▶ THE EXERCISE
Scale everything from the line containing "GET /detect?q=woman's seated leg" down to the end of the listing. Write out those lines again, requests included, with every bounding-box coordinate in the responses multiplied by 2.25 and rounded to a whole number, halves rounded up.

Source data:
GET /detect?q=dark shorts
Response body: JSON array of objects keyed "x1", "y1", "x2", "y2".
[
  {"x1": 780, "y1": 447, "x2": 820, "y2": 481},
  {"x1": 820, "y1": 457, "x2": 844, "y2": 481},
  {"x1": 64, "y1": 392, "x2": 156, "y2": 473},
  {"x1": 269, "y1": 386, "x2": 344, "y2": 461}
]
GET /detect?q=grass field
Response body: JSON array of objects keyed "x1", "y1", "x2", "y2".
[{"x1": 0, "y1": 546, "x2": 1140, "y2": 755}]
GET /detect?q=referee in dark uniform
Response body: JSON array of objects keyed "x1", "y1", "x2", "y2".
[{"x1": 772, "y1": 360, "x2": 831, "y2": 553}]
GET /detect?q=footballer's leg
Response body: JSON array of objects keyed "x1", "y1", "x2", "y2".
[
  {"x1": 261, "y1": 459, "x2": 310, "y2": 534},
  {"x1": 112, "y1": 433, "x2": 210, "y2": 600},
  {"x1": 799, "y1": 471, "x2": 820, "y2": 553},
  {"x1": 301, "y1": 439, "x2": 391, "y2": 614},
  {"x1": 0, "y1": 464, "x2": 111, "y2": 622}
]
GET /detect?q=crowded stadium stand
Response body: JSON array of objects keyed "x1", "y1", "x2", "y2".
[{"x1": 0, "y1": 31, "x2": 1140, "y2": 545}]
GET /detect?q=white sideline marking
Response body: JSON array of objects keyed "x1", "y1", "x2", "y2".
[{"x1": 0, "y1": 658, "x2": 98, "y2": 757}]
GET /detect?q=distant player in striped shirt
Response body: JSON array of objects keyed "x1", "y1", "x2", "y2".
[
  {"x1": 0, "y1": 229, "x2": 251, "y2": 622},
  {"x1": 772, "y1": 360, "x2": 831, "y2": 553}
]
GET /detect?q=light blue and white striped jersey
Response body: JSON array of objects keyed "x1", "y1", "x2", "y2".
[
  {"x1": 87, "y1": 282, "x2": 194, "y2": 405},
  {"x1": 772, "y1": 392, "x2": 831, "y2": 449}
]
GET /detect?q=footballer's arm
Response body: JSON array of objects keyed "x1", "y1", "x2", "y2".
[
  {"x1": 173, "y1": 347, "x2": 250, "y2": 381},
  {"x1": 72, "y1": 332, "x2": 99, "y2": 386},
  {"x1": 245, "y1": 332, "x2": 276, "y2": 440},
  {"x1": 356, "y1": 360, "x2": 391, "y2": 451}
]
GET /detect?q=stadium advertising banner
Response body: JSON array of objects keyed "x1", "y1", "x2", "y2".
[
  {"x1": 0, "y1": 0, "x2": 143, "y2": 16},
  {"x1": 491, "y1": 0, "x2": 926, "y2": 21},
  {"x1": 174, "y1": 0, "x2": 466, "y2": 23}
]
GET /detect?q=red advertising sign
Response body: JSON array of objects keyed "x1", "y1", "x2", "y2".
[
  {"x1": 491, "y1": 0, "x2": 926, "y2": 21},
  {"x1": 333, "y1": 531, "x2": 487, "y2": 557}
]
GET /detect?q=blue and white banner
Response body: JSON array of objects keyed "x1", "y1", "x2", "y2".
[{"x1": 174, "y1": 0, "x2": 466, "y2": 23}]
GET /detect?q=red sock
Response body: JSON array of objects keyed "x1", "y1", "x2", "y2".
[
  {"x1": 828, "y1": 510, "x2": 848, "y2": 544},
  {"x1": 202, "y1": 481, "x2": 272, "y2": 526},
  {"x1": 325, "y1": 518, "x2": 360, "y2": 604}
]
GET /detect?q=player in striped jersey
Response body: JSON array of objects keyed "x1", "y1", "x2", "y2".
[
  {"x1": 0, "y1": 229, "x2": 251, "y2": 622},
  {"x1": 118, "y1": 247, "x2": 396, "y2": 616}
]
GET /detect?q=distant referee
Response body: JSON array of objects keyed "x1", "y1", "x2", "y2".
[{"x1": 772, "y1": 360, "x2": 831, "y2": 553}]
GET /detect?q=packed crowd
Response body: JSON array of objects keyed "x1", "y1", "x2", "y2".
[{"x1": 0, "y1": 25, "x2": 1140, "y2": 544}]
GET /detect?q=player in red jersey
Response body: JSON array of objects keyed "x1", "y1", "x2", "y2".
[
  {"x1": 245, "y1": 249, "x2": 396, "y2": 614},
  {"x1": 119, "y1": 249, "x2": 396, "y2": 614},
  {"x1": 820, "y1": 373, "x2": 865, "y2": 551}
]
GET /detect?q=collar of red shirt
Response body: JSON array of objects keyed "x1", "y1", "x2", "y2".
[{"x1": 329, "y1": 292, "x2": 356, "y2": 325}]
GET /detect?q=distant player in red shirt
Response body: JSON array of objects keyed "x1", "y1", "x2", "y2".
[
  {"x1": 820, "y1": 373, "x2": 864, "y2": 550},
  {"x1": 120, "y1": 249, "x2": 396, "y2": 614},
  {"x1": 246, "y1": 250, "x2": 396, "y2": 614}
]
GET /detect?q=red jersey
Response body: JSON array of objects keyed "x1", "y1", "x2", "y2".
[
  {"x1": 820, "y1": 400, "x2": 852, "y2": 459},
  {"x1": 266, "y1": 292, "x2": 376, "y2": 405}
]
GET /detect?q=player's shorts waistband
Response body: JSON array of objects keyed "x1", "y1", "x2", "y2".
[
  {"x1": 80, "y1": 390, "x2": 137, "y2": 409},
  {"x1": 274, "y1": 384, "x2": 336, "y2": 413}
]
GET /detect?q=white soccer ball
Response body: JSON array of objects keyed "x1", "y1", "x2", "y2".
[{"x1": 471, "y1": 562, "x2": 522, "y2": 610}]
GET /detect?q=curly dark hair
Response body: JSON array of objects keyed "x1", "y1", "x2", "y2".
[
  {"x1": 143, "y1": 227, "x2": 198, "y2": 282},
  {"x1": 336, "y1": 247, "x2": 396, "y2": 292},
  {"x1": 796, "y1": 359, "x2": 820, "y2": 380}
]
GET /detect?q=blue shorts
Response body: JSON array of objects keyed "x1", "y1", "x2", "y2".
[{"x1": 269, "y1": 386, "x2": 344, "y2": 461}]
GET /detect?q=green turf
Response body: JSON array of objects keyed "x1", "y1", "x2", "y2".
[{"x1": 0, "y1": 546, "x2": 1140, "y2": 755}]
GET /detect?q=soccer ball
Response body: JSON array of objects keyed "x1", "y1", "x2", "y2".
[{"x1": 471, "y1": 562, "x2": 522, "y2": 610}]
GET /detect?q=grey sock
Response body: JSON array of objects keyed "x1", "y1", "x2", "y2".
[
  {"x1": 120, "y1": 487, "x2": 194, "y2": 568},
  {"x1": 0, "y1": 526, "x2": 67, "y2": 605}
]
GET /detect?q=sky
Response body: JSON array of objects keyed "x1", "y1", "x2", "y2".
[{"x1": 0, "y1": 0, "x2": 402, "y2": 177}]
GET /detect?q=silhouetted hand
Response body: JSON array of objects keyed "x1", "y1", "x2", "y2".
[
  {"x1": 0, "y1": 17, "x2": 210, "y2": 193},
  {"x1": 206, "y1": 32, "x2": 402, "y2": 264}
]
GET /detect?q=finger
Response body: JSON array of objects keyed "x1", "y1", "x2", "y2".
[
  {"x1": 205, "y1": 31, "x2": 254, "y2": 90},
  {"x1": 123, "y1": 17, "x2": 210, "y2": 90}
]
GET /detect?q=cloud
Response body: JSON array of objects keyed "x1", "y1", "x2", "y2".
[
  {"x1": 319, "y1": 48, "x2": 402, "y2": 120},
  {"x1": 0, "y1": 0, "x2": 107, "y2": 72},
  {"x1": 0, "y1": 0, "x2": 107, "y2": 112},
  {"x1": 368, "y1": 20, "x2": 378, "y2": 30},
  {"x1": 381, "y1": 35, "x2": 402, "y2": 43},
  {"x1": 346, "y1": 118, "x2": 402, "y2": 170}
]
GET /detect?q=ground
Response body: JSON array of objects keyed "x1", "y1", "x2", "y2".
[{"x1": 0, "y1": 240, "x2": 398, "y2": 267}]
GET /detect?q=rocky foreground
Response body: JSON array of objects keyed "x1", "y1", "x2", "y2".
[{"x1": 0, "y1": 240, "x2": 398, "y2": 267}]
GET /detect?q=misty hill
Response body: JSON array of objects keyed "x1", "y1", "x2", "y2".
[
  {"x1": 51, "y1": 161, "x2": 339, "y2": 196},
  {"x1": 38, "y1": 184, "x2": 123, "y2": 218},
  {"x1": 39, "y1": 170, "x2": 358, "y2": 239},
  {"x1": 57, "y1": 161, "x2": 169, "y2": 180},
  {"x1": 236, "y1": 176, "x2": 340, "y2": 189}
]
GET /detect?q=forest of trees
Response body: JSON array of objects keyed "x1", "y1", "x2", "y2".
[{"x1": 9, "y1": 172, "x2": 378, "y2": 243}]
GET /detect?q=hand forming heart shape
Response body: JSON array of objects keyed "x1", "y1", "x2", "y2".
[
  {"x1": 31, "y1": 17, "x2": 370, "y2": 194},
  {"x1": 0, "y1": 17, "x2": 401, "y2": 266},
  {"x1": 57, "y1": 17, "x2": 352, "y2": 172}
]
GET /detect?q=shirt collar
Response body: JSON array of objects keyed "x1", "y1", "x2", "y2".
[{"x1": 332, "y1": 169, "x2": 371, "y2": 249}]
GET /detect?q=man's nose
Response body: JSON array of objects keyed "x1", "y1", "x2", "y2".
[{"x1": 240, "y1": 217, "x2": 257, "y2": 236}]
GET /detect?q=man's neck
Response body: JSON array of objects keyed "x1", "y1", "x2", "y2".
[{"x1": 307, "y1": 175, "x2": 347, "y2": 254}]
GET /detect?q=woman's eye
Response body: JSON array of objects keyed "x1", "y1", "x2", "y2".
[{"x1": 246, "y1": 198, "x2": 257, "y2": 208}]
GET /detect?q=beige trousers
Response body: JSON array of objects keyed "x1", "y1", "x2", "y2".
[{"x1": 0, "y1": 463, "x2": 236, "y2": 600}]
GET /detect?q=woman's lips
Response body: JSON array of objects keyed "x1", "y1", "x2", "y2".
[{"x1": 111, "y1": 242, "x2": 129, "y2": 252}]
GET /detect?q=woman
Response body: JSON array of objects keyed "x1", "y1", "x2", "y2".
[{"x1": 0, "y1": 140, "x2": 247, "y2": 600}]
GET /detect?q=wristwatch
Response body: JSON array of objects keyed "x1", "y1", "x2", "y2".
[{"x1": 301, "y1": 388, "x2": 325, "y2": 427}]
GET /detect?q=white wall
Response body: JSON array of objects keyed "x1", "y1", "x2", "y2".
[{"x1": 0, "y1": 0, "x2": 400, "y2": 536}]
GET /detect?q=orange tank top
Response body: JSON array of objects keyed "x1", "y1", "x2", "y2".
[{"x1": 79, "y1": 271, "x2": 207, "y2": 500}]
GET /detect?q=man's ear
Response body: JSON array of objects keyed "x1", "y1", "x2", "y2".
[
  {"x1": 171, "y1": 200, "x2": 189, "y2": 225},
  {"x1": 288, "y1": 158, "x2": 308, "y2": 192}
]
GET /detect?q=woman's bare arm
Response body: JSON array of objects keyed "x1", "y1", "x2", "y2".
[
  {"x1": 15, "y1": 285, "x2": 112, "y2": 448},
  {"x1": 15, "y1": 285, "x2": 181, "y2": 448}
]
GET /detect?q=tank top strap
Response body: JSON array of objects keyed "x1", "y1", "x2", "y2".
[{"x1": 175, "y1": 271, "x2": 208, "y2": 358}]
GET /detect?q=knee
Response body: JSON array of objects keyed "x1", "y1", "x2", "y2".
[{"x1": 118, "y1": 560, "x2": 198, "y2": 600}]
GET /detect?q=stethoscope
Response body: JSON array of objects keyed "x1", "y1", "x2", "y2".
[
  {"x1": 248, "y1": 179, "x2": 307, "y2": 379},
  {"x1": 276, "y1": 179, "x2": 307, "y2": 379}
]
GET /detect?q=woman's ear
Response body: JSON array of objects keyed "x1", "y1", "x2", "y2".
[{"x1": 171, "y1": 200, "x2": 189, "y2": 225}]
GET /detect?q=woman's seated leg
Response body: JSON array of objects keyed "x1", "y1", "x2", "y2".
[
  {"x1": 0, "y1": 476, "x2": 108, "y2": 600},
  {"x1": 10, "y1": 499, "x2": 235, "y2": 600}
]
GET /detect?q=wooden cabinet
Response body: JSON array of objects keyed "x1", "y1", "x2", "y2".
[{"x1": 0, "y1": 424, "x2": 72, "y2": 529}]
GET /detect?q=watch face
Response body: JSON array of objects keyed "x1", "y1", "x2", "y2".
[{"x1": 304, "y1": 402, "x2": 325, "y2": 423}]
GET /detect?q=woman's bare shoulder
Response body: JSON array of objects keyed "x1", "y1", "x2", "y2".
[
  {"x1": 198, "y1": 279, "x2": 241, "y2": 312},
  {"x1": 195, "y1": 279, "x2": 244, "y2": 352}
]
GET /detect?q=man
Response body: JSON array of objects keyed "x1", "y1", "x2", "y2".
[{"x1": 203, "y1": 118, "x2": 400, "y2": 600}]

▶ WRITTEN RESPONSE
GET /detect?q=woman's seated leg
Response body: JSON array of objects keyed "x1", "y1", "x2", "y2".
[
  {"x1": 0, "y1": 1071, "x2": 243, "y2": 1350},
  {"x1": 23, "y1": 1123, "x2": 529, "y2": 1350}
]
GET /detect?q=wooden cabinet
Response body: JSON array of objects keyed "x1", "y1", "x2", "y2".
[{"x1": 0, "y1": 954, "x2": 162, "y2": 1190}]
GET /detect?q=watch face
Response body: JSON array of objects keyed "x1", "y1", "x2", "y2".
[{"x1": 684, "y1": 905, "x2": 731, "y2": 952}]
GET /detect?q=woman's bare shoulder
Response body: JSON array of objects keyed "x1", "y1", "x2", "y2".
[
  {"x1": 446, "y1": 628, "x2": 542, "y2": 702},
  {"x1": 439, "y1": 628, "x2": 549, "y2": 792}
]
GET /detect?q=man
Response body: JSON array of objects keyed "x1", "y1", "x2", "y2".
[{"x1": 457, "y1": 266, "x2": 900, "y2": 1350}]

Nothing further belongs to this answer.